:: Source excerpt ::

On paper, Italy had one of the largest armies, but this was far from reality. According to the estimates of Bierman and Smith, the Italian regular army could field only about 200,000 troops at the start of World War II. Irrespective of the attempts to modernize, the majority of Italian army personnel were lightly armed infantry lacking sufficient motor transport. There was insufficient budget to train the men in the services such that in World War II the bulk of the personnel received much of their training at the front, when it was too late to be of use. Air units had not been trained to operate with the naval fleet and the majority of ships had been built for fleet actions, not the convoy protection duties which they were mostly employed for during the war. Regardless, a critical lack of fuel kept naval activities to a minimum.

:::

*List of tasks*
1. In the passage on Italy's military readiness in World War II, how many troops could the Italian regular army field at the start of the war?
2. Write the next part of the passage on Italy's military readiness in World War II, starting after its last sentence about the fuel shortage.

:: Recorded information ::

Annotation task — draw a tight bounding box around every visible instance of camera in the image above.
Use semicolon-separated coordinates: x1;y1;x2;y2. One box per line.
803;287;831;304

:::

*Expected outputs*
1. About 200,000, according to Bierman and Smith's estimates.

2.
Senior leadership was also an issue. Mussolini personally assumed control of all three individual military service ministries with the intention of influencing detailed planning. Comando Supremo (the Italian High Command) consisted of only a small complement of staff that could do little more than inform the individual service commands of Mussolini's intentions, after which it was up to the individual service commands to develop these into proper plans and execute. The result was that there was no central direction for operations and the three military services tended to work independently, focusing only on their fields, with little inter-service cooperation. The Army itself was essentially split into two different institutions; those institutionally loyal to the king (Regio Esercito) and those to Mussolini, and discrepancies in pay existed for personnel of equal rank, but from different units.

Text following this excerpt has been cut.